[Collection entries]
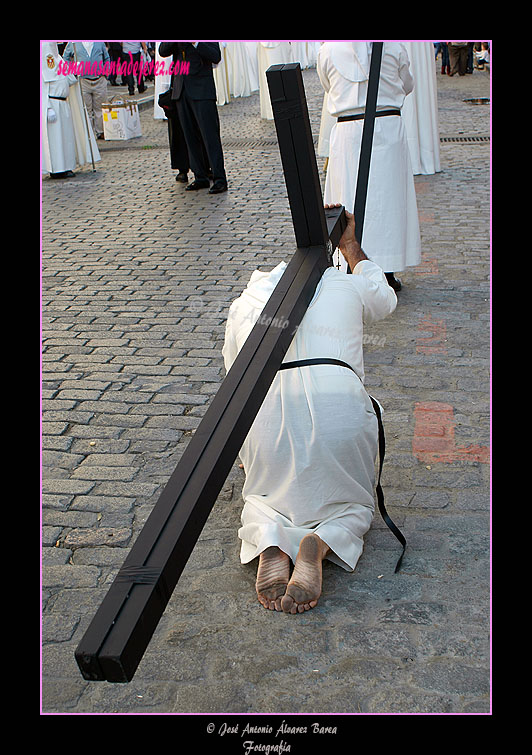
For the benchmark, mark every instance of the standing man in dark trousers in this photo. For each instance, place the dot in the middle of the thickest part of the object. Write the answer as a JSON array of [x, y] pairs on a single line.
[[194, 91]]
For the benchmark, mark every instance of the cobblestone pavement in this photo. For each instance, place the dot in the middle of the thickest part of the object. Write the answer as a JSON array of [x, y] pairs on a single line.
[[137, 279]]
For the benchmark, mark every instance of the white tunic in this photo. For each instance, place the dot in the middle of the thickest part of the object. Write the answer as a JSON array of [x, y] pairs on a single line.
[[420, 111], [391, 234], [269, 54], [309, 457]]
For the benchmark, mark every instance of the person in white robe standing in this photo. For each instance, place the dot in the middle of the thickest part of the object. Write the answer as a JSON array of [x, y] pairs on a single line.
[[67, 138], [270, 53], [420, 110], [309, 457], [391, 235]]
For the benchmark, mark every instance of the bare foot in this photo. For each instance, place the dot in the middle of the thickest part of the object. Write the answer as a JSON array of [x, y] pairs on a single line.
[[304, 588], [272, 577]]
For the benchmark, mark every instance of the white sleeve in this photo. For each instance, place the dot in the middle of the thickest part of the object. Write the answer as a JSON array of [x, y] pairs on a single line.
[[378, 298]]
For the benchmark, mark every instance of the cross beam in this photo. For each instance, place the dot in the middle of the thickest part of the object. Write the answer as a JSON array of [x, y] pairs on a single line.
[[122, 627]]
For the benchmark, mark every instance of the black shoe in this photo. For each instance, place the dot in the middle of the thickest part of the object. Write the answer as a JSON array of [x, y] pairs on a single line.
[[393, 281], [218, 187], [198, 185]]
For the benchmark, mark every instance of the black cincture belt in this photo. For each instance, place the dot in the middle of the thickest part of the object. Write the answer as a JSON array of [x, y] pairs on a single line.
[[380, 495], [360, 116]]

--

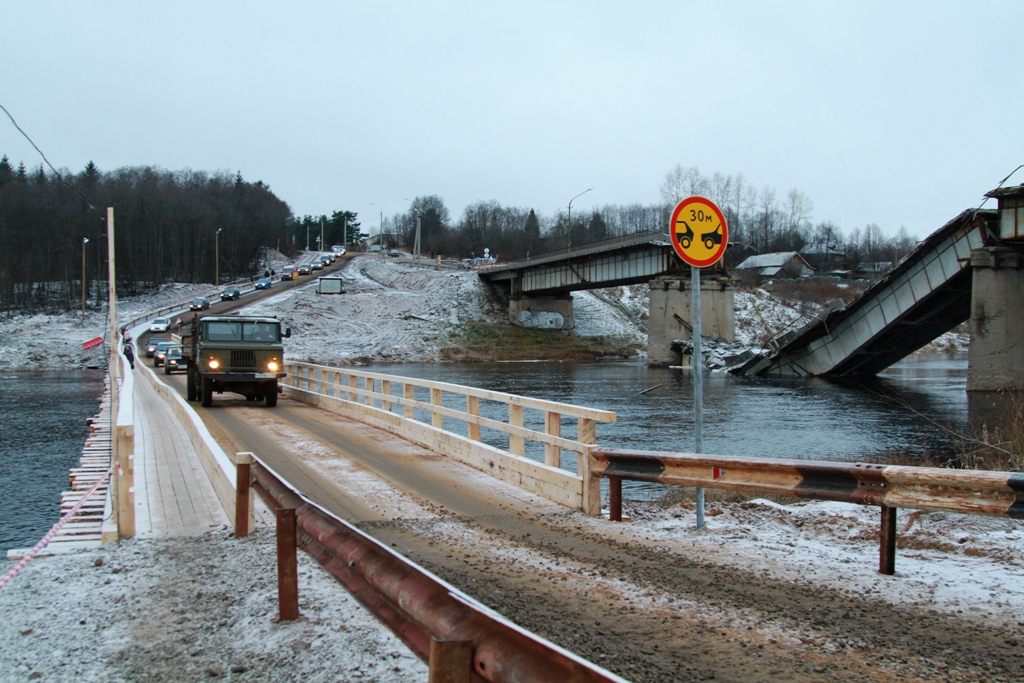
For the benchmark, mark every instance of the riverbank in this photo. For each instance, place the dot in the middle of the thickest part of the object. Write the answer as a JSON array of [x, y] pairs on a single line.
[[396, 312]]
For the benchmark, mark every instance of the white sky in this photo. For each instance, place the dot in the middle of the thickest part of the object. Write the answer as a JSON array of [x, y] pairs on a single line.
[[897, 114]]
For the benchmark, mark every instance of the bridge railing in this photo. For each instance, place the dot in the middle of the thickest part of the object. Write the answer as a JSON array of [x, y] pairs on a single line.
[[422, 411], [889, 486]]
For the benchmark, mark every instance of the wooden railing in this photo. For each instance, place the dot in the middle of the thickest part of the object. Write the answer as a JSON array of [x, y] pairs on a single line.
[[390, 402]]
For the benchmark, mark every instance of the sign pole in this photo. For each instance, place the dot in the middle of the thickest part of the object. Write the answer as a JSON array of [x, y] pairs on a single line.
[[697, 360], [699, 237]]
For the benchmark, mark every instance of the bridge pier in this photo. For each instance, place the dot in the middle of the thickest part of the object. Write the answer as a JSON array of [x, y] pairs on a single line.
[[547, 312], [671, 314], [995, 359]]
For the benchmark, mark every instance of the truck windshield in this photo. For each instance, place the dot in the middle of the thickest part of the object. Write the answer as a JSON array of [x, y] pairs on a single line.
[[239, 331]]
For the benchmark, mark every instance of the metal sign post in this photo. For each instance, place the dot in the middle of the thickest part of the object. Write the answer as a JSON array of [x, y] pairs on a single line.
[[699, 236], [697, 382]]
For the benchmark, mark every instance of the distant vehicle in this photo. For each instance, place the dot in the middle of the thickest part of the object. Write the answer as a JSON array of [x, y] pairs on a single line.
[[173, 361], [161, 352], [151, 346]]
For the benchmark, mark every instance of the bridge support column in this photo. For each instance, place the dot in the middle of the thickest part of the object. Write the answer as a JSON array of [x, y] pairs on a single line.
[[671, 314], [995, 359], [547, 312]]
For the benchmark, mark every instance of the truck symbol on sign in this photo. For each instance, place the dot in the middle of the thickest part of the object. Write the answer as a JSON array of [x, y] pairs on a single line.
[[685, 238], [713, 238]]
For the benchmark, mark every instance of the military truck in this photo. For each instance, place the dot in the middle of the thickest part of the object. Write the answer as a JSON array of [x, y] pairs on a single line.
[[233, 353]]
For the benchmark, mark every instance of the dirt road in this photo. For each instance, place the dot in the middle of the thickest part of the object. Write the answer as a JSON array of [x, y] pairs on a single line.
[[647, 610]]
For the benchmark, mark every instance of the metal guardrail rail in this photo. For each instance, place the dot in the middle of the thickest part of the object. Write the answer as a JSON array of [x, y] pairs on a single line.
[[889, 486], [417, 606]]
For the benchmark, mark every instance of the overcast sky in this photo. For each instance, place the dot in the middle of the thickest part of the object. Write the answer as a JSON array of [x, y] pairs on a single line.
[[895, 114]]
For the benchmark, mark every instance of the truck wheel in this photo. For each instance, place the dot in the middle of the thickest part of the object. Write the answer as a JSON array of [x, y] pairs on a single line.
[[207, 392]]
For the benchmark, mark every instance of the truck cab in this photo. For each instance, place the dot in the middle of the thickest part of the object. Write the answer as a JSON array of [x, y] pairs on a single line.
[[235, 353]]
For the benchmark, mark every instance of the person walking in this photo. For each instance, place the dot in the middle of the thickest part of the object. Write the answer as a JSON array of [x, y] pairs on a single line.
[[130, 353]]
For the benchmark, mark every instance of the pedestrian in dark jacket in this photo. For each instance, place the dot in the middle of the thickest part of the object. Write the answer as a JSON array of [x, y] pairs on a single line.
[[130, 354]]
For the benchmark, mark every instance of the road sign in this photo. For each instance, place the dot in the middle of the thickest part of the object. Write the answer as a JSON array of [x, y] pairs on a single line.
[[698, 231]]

==

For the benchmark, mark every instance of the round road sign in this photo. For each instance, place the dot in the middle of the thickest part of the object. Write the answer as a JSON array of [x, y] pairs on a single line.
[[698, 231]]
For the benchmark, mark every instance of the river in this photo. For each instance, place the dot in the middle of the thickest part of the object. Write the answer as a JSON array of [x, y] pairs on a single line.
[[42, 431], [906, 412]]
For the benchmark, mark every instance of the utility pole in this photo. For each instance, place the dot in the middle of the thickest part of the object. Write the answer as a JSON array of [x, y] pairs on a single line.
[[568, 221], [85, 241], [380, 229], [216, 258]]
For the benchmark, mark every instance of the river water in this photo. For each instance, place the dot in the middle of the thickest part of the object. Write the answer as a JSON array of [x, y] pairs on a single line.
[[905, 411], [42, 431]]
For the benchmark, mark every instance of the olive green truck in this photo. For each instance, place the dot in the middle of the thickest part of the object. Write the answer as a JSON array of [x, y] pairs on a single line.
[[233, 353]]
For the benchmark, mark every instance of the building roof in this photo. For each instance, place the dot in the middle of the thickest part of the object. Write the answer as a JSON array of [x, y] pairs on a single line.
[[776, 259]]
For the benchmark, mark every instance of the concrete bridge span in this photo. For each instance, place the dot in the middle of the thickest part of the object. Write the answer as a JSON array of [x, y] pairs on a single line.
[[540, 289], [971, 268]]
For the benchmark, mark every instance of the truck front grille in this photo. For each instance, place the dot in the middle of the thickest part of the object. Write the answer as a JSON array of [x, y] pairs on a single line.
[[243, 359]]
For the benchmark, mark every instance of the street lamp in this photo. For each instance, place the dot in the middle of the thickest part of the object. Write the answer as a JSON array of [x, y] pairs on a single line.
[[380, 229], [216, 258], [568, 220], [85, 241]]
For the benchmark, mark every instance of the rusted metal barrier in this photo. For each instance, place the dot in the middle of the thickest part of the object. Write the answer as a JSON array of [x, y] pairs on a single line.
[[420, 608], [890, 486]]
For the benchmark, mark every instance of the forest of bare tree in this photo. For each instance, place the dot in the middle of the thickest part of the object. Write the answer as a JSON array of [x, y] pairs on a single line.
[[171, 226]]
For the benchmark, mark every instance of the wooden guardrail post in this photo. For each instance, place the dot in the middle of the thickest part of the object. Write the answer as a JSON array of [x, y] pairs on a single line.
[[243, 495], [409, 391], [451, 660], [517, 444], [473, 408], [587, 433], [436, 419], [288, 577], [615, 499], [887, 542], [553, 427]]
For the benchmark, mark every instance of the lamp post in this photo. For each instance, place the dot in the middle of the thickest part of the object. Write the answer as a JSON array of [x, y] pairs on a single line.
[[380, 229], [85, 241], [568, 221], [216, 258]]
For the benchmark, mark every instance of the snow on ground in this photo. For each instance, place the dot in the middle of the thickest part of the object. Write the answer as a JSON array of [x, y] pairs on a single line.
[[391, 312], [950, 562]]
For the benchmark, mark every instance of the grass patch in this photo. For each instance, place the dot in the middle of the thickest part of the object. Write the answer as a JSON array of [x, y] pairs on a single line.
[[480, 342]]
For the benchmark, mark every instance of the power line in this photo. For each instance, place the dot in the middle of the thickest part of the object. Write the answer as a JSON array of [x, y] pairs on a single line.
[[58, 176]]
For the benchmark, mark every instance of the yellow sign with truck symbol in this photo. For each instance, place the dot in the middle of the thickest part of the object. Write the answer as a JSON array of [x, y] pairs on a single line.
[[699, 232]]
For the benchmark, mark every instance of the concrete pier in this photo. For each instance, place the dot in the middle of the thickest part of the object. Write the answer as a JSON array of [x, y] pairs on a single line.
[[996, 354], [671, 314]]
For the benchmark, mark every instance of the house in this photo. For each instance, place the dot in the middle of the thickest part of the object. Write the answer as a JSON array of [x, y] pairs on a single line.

** WORK TO DO **
Please count the lines in the entries above that contain the word "lamp". Reply with that number only.

** CORRECT RESPONSE **
2